## EXERCISE GOAL
Please list each line in the items below that contains the word "silver". Case counts.

## DATA LINES
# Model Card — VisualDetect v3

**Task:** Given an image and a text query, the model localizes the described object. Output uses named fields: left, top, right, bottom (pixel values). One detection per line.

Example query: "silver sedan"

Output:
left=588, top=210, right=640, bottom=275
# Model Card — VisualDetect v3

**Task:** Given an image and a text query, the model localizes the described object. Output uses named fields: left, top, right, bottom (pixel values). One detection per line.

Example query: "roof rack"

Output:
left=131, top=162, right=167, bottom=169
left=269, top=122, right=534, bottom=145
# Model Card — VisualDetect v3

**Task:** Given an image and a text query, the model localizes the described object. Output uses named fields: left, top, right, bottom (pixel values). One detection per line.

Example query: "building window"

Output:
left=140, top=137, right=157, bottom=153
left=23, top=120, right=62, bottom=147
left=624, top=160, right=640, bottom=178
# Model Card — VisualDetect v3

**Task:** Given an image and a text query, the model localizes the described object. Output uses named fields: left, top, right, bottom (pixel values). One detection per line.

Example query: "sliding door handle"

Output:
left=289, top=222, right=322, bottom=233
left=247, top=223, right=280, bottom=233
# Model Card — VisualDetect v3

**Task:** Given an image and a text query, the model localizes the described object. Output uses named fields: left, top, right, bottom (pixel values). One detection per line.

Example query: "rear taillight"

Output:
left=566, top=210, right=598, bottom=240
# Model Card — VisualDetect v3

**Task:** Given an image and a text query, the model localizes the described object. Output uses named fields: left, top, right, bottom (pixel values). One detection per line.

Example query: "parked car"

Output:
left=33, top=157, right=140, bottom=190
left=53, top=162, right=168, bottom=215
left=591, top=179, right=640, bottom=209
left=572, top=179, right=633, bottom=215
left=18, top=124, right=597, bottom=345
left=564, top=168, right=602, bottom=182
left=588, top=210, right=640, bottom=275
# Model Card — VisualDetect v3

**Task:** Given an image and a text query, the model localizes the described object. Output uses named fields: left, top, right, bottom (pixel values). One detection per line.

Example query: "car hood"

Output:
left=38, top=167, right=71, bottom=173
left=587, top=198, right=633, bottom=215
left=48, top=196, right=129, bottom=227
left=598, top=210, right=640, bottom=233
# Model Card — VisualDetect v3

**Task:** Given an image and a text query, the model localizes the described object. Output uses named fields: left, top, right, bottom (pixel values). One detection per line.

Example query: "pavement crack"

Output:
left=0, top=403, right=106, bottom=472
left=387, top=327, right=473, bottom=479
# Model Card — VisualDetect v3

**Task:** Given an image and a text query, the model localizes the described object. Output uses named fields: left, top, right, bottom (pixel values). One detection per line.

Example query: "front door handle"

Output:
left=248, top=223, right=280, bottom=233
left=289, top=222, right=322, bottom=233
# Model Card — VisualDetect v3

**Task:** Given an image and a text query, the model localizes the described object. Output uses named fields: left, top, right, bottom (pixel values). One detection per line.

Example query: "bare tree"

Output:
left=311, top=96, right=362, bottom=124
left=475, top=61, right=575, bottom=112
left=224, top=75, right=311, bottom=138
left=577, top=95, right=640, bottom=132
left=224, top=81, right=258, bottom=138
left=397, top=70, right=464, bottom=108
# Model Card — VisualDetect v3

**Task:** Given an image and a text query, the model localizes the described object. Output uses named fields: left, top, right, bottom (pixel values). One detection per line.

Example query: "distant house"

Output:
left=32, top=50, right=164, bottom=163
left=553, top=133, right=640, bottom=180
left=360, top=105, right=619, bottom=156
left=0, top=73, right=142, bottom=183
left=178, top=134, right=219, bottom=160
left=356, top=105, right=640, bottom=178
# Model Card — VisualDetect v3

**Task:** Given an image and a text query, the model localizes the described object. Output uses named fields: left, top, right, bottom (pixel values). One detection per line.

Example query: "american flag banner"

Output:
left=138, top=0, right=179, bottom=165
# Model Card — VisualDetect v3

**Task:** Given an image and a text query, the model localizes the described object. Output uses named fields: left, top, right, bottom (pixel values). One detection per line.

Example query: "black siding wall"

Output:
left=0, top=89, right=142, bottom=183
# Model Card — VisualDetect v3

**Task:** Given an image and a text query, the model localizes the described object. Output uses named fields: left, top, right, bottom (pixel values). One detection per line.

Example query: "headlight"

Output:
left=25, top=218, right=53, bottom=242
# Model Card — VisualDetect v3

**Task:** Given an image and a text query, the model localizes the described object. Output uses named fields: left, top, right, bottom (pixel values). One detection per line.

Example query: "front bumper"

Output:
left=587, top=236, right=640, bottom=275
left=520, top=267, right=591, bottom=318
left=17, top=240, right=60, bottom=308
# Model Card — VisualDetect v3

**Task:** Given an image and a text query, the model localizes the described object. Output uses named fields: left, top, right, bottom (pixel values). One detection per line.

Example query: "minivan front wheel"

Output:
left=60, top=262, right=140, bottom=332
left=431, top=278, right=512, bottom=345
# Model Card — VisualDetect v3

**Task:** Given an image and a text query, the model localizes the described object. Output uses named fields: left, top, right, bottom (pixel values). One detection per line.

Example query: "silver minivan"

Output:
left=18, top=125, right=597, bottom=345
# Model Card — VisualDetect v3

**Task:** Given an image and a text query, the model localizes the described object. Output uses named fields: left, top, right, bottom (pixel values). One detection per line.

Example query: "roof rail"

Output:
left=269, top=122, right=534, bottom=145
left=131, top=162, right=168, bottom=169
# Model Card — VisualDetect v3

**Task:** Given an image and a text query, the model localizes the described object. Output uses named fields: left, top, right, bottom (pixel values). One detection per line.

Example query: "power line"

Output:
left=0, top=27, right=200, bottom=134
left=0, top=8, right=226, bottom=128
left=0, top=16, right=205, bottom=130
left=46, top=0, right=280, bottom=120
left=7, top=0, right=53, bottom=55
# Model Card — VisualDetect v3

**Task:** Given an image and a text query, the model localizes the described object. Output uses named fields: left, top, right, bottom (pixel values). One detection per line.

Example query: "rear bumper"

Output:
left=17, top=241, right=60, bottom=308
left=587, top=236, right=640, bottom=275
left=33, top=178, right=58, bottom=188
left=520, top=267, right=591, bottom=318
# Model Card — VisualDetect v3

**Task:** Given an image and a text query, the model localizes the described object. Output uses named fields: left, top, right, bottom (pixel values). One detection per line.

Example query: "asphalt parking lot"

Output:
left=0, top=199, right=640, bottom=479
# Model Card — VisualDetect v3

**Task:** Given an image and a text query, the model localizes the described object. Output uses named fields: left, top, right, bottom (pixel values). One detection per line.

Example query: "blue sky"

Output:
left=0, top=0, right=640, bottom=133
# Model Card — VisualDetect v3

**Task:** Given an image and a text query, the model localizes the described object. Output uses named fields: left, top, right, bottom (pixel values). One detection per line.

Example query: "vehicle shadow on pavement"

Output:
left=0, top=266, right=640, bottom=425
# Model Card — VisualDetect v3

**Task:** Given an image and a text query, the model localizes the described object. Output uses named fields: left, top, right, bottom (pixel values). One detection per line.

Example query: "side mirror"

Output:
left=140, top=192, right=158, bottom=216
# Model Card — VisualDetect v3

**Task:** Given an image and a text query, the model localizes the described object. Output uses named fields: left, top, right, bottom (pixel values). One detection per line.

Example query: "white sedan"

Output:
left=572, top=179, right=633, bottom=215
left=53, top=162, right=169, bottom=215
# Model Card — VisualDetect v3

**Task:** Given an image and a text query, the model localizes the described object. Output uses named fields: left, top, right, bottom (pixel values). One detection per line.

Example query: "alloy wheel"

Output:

## SOLUTION TO THIS PROBLEM
Example query: "silver sedan"
Example query: "silver minivan"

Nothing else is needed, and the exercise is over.